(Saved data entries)
○ ○ ○ ○ ○ ○ ○

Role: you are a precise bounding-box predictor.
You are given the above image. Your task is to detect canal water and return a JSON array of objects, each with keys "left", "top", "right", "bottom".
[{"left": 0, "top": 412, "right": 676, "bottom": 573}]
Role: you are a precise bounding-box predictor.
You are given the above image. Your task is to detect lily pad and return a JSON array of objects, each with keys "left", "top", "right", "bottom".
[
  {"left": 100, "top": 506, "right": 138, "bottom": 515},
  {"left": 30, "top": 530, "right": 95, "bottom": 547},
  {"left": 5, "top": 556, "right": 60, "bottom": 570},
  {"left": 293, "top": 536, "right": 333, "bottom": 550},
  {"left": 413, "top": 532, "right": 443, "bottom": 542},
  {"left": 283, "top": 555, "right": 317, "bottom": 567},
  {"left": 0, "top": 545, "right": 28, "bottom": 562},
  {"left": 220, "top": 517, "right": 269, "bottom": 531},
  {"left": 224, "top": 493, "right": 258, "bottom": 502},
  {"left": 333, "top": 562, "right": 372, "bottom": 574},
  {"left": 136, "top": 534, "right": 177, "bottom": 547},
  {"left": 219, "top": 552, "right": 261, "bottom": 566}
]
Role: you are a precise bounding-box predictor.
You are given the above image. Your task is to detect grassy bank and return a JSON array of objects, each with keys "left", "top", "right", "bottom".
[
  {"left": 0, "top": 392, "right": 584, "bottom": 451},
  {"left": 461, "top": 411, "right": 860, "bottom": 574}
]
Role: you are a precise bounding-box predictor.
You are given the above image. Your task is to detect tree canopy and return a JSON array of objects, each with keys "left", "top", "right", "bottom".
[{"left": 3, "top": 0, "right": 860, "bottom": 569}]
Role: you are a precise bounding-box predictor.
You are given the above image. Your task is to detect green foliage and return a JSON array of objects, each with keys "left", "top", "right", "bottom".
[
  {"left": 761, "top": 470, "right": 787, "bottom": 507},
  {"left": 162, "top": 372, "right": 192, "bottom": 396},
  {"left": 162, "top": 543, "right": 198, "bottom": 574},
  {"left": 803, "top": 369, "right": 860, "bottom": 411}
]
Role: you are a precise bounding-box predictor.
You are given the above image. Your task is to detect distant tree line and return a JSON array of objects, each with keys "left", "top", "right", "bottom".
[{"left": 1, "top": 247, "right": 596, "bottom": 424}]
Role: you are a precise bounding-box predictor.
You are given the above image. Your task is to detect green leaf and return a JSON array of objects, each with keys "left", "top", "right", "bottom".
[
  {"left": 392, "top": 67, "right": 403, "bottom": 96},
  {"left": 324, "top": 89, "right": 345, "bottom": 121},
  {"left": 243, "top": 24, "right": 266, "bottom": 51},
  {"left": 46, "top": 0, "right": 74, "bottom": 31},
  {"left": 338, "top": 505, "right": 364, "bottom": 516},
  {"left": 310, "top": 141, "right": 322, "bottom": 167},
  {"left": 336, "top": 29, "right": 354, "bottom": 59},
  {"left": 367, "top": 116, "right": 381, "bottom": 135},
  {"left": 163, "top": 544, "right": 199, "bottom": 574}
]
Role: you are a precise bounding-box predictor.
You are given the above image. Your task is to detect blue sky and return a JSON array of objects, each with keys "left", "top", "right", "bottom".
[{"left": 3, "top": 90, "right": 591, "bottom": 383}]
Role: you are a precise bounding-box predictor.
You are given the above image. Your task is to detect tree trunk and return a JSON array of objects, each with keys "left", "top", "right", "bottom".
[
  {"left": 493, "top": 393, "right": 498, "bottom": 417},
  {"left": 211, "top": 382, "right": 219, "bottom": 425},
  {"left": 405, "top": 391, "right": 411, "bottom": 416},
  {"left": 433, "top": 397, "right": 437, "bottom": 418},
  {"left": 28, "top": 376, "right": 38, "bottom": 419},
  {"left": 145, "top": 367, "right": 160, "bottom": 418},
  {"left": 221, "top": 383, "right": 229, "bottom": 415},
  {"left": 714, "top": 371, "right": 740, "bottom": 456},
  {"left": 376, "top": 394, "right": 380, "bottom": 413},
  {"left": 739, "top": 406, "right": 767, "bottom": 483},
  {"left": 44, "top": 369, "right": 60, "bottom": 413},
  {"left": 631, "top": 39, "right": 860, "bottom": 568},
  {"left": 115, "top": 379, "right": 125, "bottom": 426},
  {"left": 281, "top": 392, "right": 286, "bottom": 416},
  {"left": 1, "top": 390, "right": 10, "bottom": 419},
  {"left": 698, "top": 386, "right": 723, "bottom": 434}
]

○ ○ ○ ○ ○ ○ ○

* Assignment: An exact copy of every entry above is required.

* Answer to this exercise:
Role: you are a precise bounding-box predictor.
You are given the above image. Your task is to detect canal water and return a JSON array of objects, each with keys "left", "top", "right", "bottom".
[{"left": 0, "top": 412, "right": 676, "bottom": 573}]
Role: you are a precise bounding-box predictor.
You are given the above image. Your task is to detect lily pad and return a JSON array of objects, each with keys "left", "top", "right", "bottom".
[
  {"left": 100, "top": 506, "right": 138, "bottom": 515},
  {"left": 30, "top": 530, "right": 95, "bottom": 547},
  {"left": 5, "top": 556, "right": 60, "bottom": 570},
  {"left": 293, "top": 536, "right": 333, "bottom": 550},
  {"left": 413, "top": 532, "right": 443, "bottom": 542},
  {"left": 283, "top": 555, "right": 317, "bottom": 567},
  {"left": 0, "top": 545, "right": 28, "bottom": 562},
  {"left": 220, "top": 517, "right": 269, "bottom": 531},
  {"left": 224, "top": 493, "right": 258, "bottom": 502},
  {"left": 333, "top": 562, "right": 372, "bottom": 574},
  {"left": 136, "top": 534, "right": 177, "bottom": 547},
  {"left": 219, "top": 552, "right": 261, "bottom": 566}
]
Role: you are a precise bounding-box predictor.
You are given the above image. Your task is to detect grassy bank and return a JSON array of objects, each with keys "left", "top", "right", "bottom".
[
  {"left": 0, "top": 392, "right": 584, "bottom": 451},
  {"left": 461, "top": 411, "right": 860, "bottom": 574}
]
Role: you are a precise bounding-box predictor.
You are given the above image. Your task is to detect tree canopy and return a JSON array of objects, each with keys "left", "top", "right", "bottom".
[{"left": 3, "top": 0, "right": 860, "bottom": 569}]
Role: you are a precise bounding-box predictor.
You are given the above image. Your task is to detect green foliage and return a JSON array of objects, each with keys "left", "top", "right", "bottom".
[
  {"left": 761, "top": 470, "right": 787, "bottom": 507},
  {"left": 162, "top": 372, "right": 192, "bottom": 396},
  {"left": 162, "top": 543, "right": 198, "bottom": 574},
  {"left": 803, "top": 369, "right": 860, "bottom": 411}
]
Role: you are a precise bounding-box predictor.
You are given the above image. Your task is to detect distant tree line and return a JSON array of objects, each with keys "left", "top", "right", "bottom".
[{"left": 1, "top": 247, "right": 596, "bottom": 424}]
Role: you are a precise bounding-box predictor.
You are given the above image. Your task is to detect green leaf and return a JSON array of objects, each with keys "left", "top", "right", "bottom".
[
  {"left": 392, "top": 67, "right": 403, "bottom": 96},
  {"left": 324, "top": 89, "right": 345, "bottom": 121},
  {"left": 243, "top": 24, "right": 266, "bottom": 51},
  {"left": 46, "top": 0, "right": 74, "bottom": 31},
  {"left": 338, "top": 505, "right": 364, "bottom": 516},
  {"left": 310, "top": 141, "right": 322, "bottom": 167},
  {"left": 336, "top": 29, "right": 354, "bottom": 59},
  {"left": 367, "top": 116, "right": 381, "bottom": 135},
  {"left": 163, "top": 544, "right": 199, "bottom": 574}
]
Role: you are a precise bounding-box predictor.
You are given the above image. Your task is to detect blue sky and return a JSON array of objects, each with keys "left", "top", "right", "bottom".
[{"left": 3, "top": 90, "right": 591, "bottom": 383}]
Role: you are a precise bounding-box predictor.
You are given the above image. Your task is to detect tree trunk and return a JSON array of objects, each with keys "left", "top", "right", "bottom".
[
  {"left": 493, "top": 393, "right": 498, "bottom": 417},
  {"left": 211, "top": 382, "right": 219, "bottom": 425},
  {"left": 405, "top": 391, "right": 411, "bottom": 416},
  {"left": 433, "top": 397, "right": 437, "bottom": 418},
  {"left": 28, "top": 376, "right": 38, "bottom": 419},
  {"left": 145, "top": 367, "right": 160, "bottom": 418},
  {"left": 221, "top": 383, "right": 229, "bottom": 415},
  {"left": 714, "top": 371, "right": 740, "bottom": 456},
  {"left": 376, "top": 394, "right": 380, "bottom": 413},
  {"left": 739, "top": 406, "right": 767, "bottom": 483},
  {"left": 44, "top": 369, "right": 60, "bottom": 413},
  {"left": 631, "top": 39, "right": 860, "bottom": 568},
  {"left": 115, "top": 379, "right": 125, "bottom": 426},
  {"left": 281, "top": 392, "right": 286, "bottom": 416},
  {"left": 1, "top": 390, "right": 10, "bottom": 419},
  {"left": 698, "top": 386, "right": 723, "bottom": 434}
]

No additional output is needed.